_Data under study_:
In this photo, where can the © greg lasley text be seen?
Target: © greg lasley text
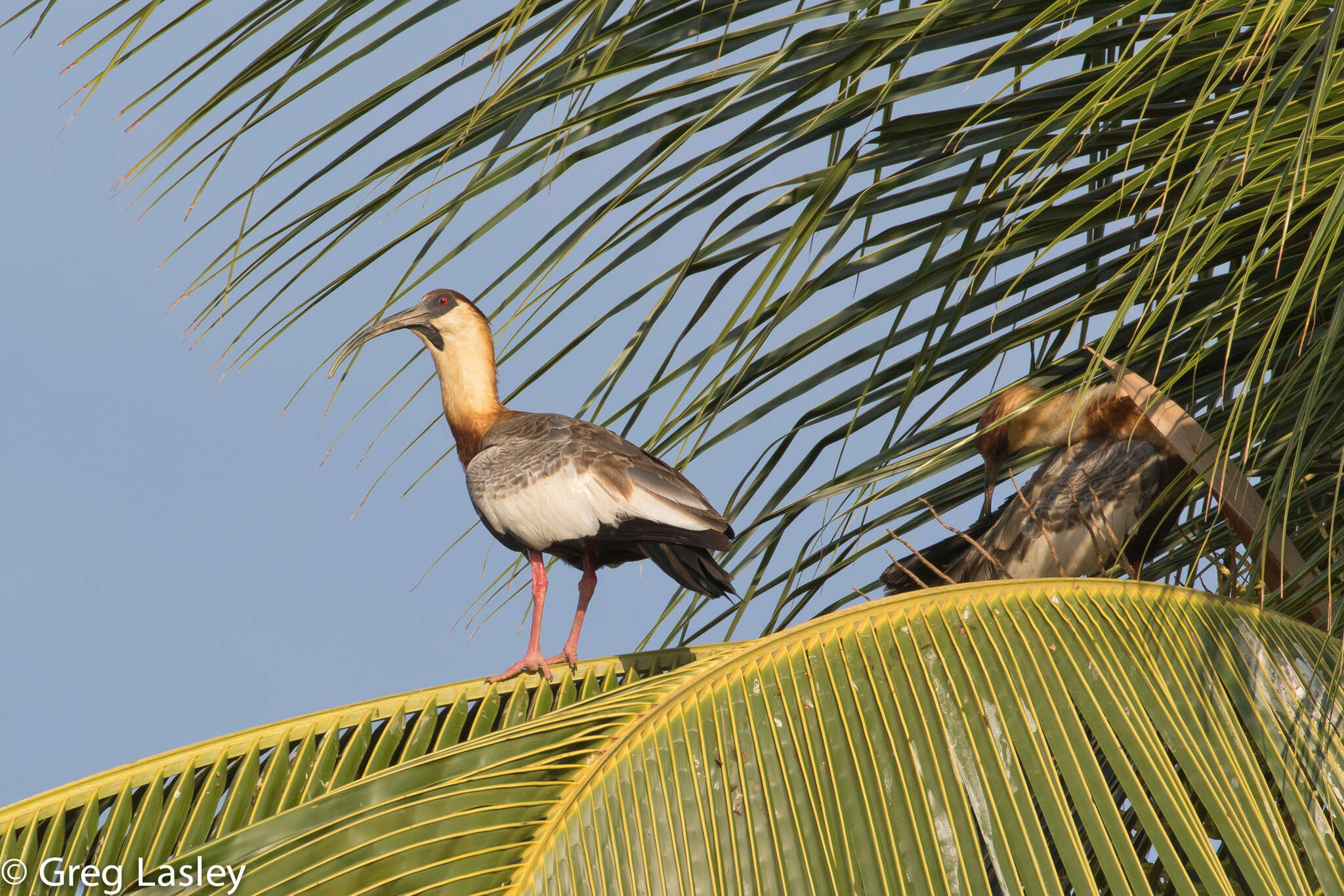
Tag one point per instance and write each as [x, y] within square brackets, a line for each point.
[54, 872]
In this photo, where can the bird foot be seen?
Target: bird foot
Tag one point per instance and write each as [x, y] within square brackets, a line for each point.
[569, 656]
[531, 661]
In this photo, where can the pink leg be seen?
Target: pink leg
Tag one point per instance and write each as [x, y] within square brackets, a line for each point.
[533, 660]
[588, 583]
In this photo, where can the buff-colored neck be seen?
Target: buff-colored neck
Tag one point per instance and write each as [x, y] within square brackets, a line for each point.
[467, 380]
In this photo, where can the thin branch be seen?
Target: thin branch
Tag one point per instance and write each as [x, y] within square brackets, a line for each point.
[973, 543]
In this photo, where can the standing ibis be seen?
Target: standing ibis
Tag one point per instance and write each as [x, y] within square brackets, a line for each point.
[551, 484]
[1108, 493]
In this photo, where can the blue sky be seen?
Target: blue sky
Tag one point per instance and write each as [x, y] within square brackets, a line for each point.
[175, 563]
[178, 561]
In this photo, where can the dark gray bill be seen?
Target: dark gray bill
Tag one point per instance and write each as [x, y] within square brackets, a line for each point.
[415, 316]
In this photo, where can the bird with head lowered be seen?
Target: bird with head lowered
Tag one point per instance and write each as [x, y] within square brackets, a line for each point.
[551, 484]
[1109, 492]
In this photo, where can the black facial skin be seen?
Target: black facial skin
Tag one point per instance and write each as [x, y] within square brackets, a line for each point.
[438, 302]
[420, 319]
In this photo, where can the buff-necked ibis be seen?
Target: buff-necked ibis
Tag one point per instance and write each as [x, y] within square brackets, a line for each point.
[553, 484]
[1109, 492]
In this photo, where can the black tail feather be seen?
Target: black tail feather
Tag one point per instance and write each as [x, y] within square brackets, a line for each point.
[691, 567]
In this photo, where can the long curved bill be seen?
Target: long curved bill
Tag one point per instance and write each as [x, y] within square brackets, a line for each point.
[991, 480]
[415, 316]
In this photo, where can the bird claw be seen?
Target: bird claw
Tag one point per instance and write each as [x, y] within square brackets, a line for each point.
[568, 656]
[531, 661]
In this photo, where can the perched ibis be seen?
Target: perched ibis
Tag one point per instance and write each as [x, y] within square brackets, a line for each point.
[551, 484]
[1109, 492]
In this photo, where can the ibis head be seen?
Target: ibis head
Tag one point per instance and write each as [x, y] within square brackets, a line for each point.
[437, 319]
[998, 439]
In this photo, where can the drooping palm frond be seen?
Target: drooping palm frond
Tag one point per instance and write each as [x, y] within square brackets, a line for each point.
[1041, 737]
[872, 207]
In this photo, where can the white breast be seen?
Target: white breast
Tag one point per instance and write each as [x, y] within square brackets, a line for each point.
[568, 506]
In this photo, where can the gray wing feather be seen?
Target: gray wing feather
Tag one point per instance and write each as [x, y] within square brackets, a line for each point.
[1089, 492]
[526, 448]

_Exercise instructions_: Exactly as they appear, transcribe the lines from the top of the material above through the line with "Target: dark gray bill". Omit any picture.

_Result_:
In this photo, where can the © greg lasley text be seen?
Target: © greg lasley text
Tag one point per instance and write each as [x, y] within square brackets, a line for each point.
[54, 872]
In this photo, where can the bird foot be seen?
Target: bird foot
Tag one point per instance and write each as [x, y] within square brackets, a line for each point.
[569, 656]
[531, 661]
In this photo, where can the pink leg be seen?
Target: pink leg
Tag one point per instance and write each as [x, y] within square brackets, a line for each point.
[533, 660]
[588, 583]
In this photo, where can the buff-colored neck be seen?
Target: buff-colored neck
Tag one point per instance and write each as [x, y] within square brackets, a line for each point.
[467, 380]
In this photo, where can the thin branch be seen?
Target: thin branch
Tag one point per instance and write each as [x, y] within square brackets, a line for each point.
[973, 543]
In this photo, where can the standing ibis be seen?
Target: standing ibis
Tag one point per instance and write each as [x, y] within square brackets, a line for each point.
[551, 484]
[1108, 493]
In this photo, where can the blue sky be seen?
Target: blue sky
Tag one point per instance and write each as [x, y] within square brackets, a line for each point.
[175, 563]
[178, 561]
In this photo, where can the dark gray bill be seen?
Target: dark gray bill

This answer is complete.